### Description of the task
Reproduce every one of the entries below line for line, leaving the pictures out of your copy.
== Stored rows
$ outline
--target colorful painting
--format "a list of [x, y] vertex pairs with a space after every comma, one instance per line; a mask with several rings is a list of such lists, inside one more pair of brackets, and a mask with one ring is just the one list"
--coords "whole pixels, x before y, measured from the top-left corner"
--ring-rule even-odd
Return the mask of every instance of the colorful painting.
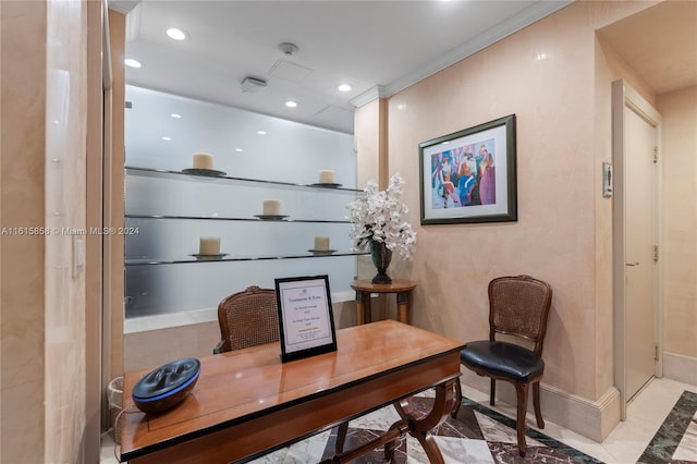
[[514, 114], [424, 142], [419, 155], [421, 224], [517, 219]]

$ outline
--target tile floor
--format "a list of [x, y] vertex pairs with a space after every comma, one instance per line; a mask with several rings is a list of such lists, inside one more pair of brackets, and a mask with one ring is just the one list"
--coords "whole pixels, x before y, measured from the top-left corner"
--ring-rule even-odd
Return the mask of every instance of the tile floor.
[[[547, 420], [547, 426], [541, 430], [541, 432], [604, 463], [636, 463], [647, 444], [653, 438], [660, 425], [663, 423], [663, 419], [668, 416], [673, 405], [685, 390], [697, 393], [697, 386], [689, 386], [670, 379], [655, 379], [627, 406], [627, 420], [620, 423], [602, 443], [598, 443], [571, 430], [564, 429], [549, 420]], [[470, 400], [480, 402], [489, 407], [488, 396], [486, 393], [463, 387], [463, 394]], [[515, 407], [503, 402], [499, 402], [499, 404], [493, 408], [509, 417], [514, 417], [515, 415]], [[392, 422], [396, 420], [396, 413], [394, 413], [392, 408], [383, 408], [352, 422], [351, 427], [367, 430], [380, 429], [381, 427], [389, 426]], [[697, 420], [697, 418], [695, 418], [695, 420]], [[534, 424], [534, 415], [528, 414], [527, 426], [535, 428]], [[276, 464], [282, 462], [305, 464], [316, 462], [319, 460], [319, 456], [322, 455], [328, 440], [331, 439], [332, 437], [329, 431], [322, 432], [305, 440], [304, 442], [294, 444], [290, 450], [279, 450], [272, 454], [254, 461], [254, 463]], [[460, 442], [455, 442], [455, 440], [449, 437], [437, 437], [436, 439], [443, 452], [447, 463], [463, 464], [470, 462], [494, 462], [491, 453], [486, 449], [486, 441], [467, 440], [465, 442], [466, 450], [463, 450], [462, 440]], [[416, 440], [412, 440], [411, 437], [407, 440], [411, 440], [406, 443], [406, 448], [409, 450], [408, 455], [405, 455], [403, 460], [399, 461], [418, 464], [427, 463], [426, 456], [424, 455], [423, 450], [420, 450], [418, 442]], [[506, 440], [515, 443], [514, 436], [509, 437]], [[534, 440], [528, 438], [528, 445], [534, 444]], [[465, 452], [464, 455], [463, 452]], [[399, 455], [399, 453], [400, 450], [398, 450], [396, 454]], [[515, 453], [511, 455], [515, 455]], [[697, 462], [697, 430], [689, 429], [685, 439], [681, 442], [678, 451], [674, 457], [682, 459], [686, 462]], [[513, 459], [510, 462], [517, 461], [518, 460]], [[509, 461], [505, 460], [498, 462]], [[526, 459], [525, 462], [535, 461]], [[105, 435], [102, 440], [101, 463], [118, 463], [114, 457], [113, 441], [108, 435]]]

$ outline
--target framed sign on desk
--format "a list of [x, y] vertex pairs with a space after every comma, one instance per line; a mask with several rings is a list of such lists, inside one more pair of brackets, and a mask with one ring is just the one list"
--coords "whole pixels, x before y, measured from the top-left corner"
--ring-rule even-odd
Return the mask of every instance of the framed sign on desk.
[[276, 279], [281, 361], [337, 351], [328, 276]]

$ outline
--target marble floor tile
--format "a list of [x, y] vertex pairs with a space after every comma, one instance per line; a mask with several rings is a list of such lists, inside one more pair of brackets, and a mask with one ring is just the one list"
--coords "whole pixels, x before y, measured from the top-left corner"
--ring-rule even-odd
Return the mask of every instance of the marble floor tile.
[[[466, 396], [456, 419], [448, 418], [432, 430], [433, 440], [438, 443], [445, 463], [448, 464], [491, 464], [491, 463], [636, 463], [643, 452], [655, 439], [661, 435], [680, 434], [673, 444], [673, 463], [697, 464], [697, 411], [692, 411], [683, 431], [674, 431], [674, 423], [670, 418], [676, 402], [683, 392], [697, 392], [697, 387], [686, 386], [668, 379], [653, 380], [632, 402], [628, 407], [628, 418], [620, 423], [610, 436], [597, 443], [586, 437], [564, 429], [557, 424], [547, 422], [543, 430], [535, 428], [534, 415], [528, 415], [526, 435], [528, 451], [522, 459], [517, 450], [515, 422], [512, 419], [515, 407], [503, 402], [491, 408], [488, 394], [463, 386]], [[469, 401], [469, 400], [474, 401]], [[469, 403], [467, 403], [469, 401]], [[695, 403], [697, 410], [697, 394], [687, 398], [688, 408]], [[408, 408], [416, 414], [426, 414], [432, 404], [432, 392], [426, 392], [408, 400]], [[467, 407], [467, 404], [470, 404]], [[387, 430], [390, 425], [399, 420], [399, 414], [392, 406], [378, 410], [350, 423], [346, 445], [355, 447]], [[687, 422], [686, 422], [687, 419]], [[677, 424], [677, 423], [676, 423]], [[682, 427], [682, 426], [681, 426]], [[328, 430], [291, 447], [278, 450], [260, 459], [254, 464], [309, 464], [334, 454], [337, 430]], [[101, 450], [102, 464], [115, 464], [113, 440], [105, 434]], [[668, 462], [668, 461], [647, 461]], [[382, 449], [374, 450], [367, 455], [352, 462], [352, 464], [386, 463]], [[399, 440], [395, 449], [394, 464], [425, 464], [428, 459], [417, 439], [405, 436]]]

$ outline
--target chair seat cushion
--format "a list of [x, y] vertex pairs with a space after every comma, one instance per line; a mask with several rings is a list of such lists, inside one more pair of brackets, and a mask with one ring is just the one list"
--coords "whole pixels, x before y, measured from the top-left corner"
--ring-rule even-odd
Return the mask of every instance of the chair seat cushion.
[[467, 342], [460, 359], [475, 371], [485, 370], [519, 383], [539, 378], [545, 371], [545, 362], [530, 350], [499, 341]]

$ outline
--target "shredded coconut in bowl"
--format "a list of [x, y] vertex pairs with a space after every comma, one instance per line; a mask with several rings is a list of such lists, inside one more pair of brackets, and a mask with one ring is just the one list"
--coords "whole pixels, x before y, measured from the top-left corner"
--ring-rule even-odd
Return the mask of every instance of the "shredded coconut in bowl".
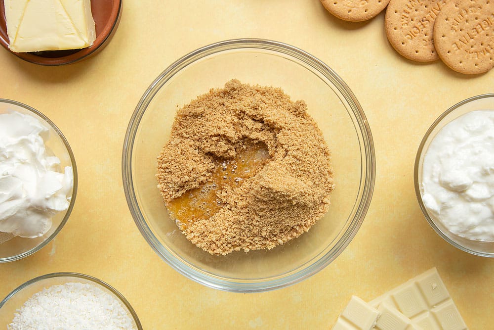
[[33, 295], [14, 315], [8, 330], [134, 330], [116, 297], [97, 286], [69, 283]]

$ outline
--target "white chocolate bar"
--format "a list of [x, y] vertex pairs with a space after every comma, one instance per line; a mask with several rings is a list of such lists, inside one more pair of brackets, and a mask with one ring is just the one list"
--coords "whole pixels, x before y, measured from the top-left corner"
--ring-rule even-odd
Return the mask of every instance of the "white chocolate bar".
[[332, 330], [370, 330], [379, 315], [376, 309], [358, 297], [352, 296]]
[[397, 310], [412, 321], [415, 329], [468, 330], [435, 268], [410, 280], [369, 304], [374, 308], [383, 305]]
[[396, 308], [383, 303], [377, 310], [381, 316], [377, 319], [374, 329], [377, 330], [423, 330], [413, 324], [412, 320]]

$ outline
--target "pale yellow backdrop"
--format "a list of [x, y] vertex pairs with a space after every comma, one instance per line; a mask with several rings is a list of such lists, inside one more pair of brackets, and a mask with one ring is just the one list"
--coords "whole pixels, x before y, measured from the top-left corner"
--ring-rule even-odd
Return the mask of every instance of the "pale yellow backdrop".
====
### Exercise output
$ outline
--target colorful painting
--format "a list of [x, y] vertex pairs with a space after every comma, one instance per line; a mask with several rings is a list of such lists, inside one more pair of brackets, and a mask with one ring is just the one list"
--coords "whole pixels, x before y, measured from the top-left corner"
--ring-rule even-odd
Return the mask of every instance of the colorful painting.
[[514, 114], [424, 142], [419, 155], [421, 224], [517, 219]]

$ outline
--target tile floor
--format "a list of [x, y] vertex pairs with a space after every comma, one instance per line; a mask with several rings is a list of such lists, inside one more pair of brackets, and a mask with one ring is just the one list"
--coords "whole pixels, x before y, measured from the top-left corner"
--ring-rule even-odd
Return the mask of every instance of the tile floor.
[[[547, 420], [547, 426], [541, 430], [541, 432], [604, 463], [636, 463], [647, 444], [653, 438], [660, 425], [663, 423], [663, 419], [668, 416], [673, 405], [685, 390], [697, 393], [697, 386], [689, 386], [670, 379], [655, 379], [627, 406], [627, 420], [620, 423], [602, 443], [598, 443], [571, 430], [564, 429], [549, 420]], [[470, 400], [480, 402], [489, 407], [488, 396], [486, 393], [463, 387], [463, 394]], [[515, 407], [503, 402], [499, 402], [499, 404], [493, 408], [509, 417], [514, 417], [515, 415]], [[392, 422], [396, 420], [396, 413], [394, 413], [392, 408], [383, 408], [352, 422], [351, 427], [367, 430], [380, 429], [381, 427], [389, 426]], [[697, 420], [697, 418], [695, 418], [695, 420]], [[534, 424], [534, 415], [528, 414], [527, 426], [535, 428]], [[276, 464], [282, 462], [305, 464], [316, 462], [319, 460], [319, 456], [322, 455], [328, 440], [331, 439], [332, 437], [329, 431], [322, 432], [305, 440], [304, 442], [294, 444], [290, 450], [279, 450], [272, 454], [254, 461], [254, 463]], [[460, 442], [455, 442], [455, 440], [449, 437], [437, 437], [436, 439], [443, 452], [447, 463], [463, 464], [470, 462], [494, 462], [491, 453], [486, 449], [486, 441], [467, 440], [465, 442], [466, 450], [463, 450], [462, 440]], [[416, 440], [412, 440], [411, 437], [407, 440], [411, 440], [406, 443], [406, 448], [409, 450], [408, 455], [405, 455], [403, 460], [399, 461], [418, 464], [427, 463], [426, 456], [424, 455], [423, 450], [420, 450], [418, 442]], [[506, 440], [515, 443], [514, 436], [509, 437]], [[534, 440], [528, 438], [528, 445], [534, 444]], [[465, 452], [464, 455], [463, 452]], [[399, 455], [399, 453], [400, 450], [398, 450], [396, 454]], [[515, 453], [511, 455], [515, 455]], [[697, 462], [697, 430], [689, 429], [685, 439], [681, 442], [678, 451], [674, 457], [682, 459], [686, 462]], [[513, 459], [510, 462], [517, 461], [518, 460]], [[509, 461], [505, 460], [498, 462]], [[526, 459], [525, 462], [535, 461]], [[105, 435], [102, 440], [101, 463], [118, 463], [114, 457], [113, 441], [108, 435]]]

$ outline
--target framed sign on desk
--format "a list of [x, y] vertex pairs with a space after every comma, one instance per line; a mask with several rings is a list of such lists, inside one more pair of brackets, and a mask with one ring is just the one list"
--coords "whole pixels, x before y, measured from the top-left corner"
--ring-rule even-odd
Return the mask of every instance of the framed sign on desk.
[[276, 279], [281, 361], [337, 351], [328, 276]]

$ outline
--target marble floor tile
--format "a list of [x, y] vertex pairs with a space after every comma, one instance per line; a mask with several rings is a list of such lists, inside one more pair of brackets, and a mask with one ring is just the one list"
--coords "whole pixels, x before y, measured from the top-left corner"
--ring-rule even-odd
Return the mask of every instance of the marble floor tile.
[[[466, 396], [456, 419], [448, 418], [432, 430], [433, 440], [438, 443], [445, 463], [448, 464], [491, 464], [491, 463], [636, 463], [643, 452], [655, 439], [661, 435], [680, 434], [673, 444], [673, 463], [697, 464], [697, 411], [692, 411], [683, 431], [674, 431], [674, 423], [670, 418], [676, 402], [683, 392], [697, 392], [697, 387], [686, 386], [668, 379], [653, 380], [632, 402], [628, 407], [628, 418], [620, 423], [610, 436], [597, 443], [586, 437], [564, 429], [557, 424], [547, 422], [543, 430], [535, 428], [534, 415], [528, 415], [526, 435], [528, 451], [522, 459], [517, 450], [515, 422], [512, 419], [515, 407], [503, 402], [491, 408], [488, 394], [463, 386]], [[469, 401], [469, 400], [474, 401]], [[469, 403], [467, 403], [469, 401]], [[695, 403], [697, 410], [697, 394], [687, 398], [688, 408]], [[408, 408], [416, 414], [426, 414], [432, 404], [432, 392], [426, 392], [408, 400]], [[467, 407], [467, 404], [470, 404]], [[387, 430], [390, 425], [399, 420], [399, 414], [392, 406], [378, 410], [350, 423], [346, 445], [355, 447]], [[687, 422], [686, 422], [687, 419]], [[677, 424], [677, 423], [676, 423]], [[682, 427], [682, 426], [681, 426]], [[328, 430], [291, 447], [278, 450], [260, 459], [254, 464], [309, 464], [334, 454], [337, 430]], [[101, 450], [102, 464], [115, 464], [113, 440], [105, 434]], [[668, 462], [668, 461], [647, 461]], [[382, 449], [374, 450], [367, 455], [352, 462], [352, 464], [386, 463]], [[399, 440], [395, 449], [394, 464], [425, 464], [428, 459], [417, 439], [405, 436]]]

$ outline
--target chair seat cushion
--format "a list of [x, y] vertex pairs with a space after every comma, one instance per line; a mask with several rings is a list of such lists, inside one more pair of brackets, and a mask with one ring is just the one list"
--coords "whole pixels, x before y, measured from the top-left corner"
--ring-rule even-odd
Return the mask of every instance of the chair seat cushion.
[[467, 342], [460, 359], [475, 371], [485, 370], [519, 383], [539, 378], [545, 371], [545, 362], [530, 350], [499, 341]]

$ outline
--target "shredded coconut in bowl"
--format "a list of [x, y] vertex pairs with a space after every comma, one instance per line; a mask with several rings is a list of such lists, inside one more pair of brackets, and a mask with one ring is just the one list"
--coords "whole pixels, x before y, measured from the top-left corner"
--ring-rule even-odd
Return the mask of every instance of the "shredded coconut in bowl".
[[33, 295], [14, 315], [8, 330], [134, 330], [116, 297], [97, 286], [69, 283]]

$ outline
--target "white chocolate bar"
--format "a list of [x, y] vertex pairs with a space after every comma, one instance per line; a mask with several rings is a list of such lists, inside one more pair of brackets, and a mask with one ring is just the one list"
--coords "whole pixels, x before y, measured from the top-left corner"
--ring-rule even-odd
Return the mask of every instance of the "white chocolate bar".
[[332, 330], [370, 330], [379, 315], [376, 309], [358, 297], [352, 296]]
[[397, 310], [412, 321], [415, 329], [468, 330], [435, 268], [410, 280], [369, 304], [374, 308], [383, 305]]
[[396, 308], [383, 303], [377, 310], [381, 316], [377, 319], [374, 329], [377, 330], [423, 330], [413, 324], [412, 320]]

$ outline
--target "pale yellow backdrop"
--format "a list of [x, y] vertex pairs with a space after every comma, one instance per line; a mask with several rings is a list of such lists, inside one more pair of brackets, and a mask with one ring is just the one list"
--coords "whole pixels, x before y, measured from the top-left corner"
--ring-rule even-odd
Return the mask of every instance of the "pale yellow backdrop".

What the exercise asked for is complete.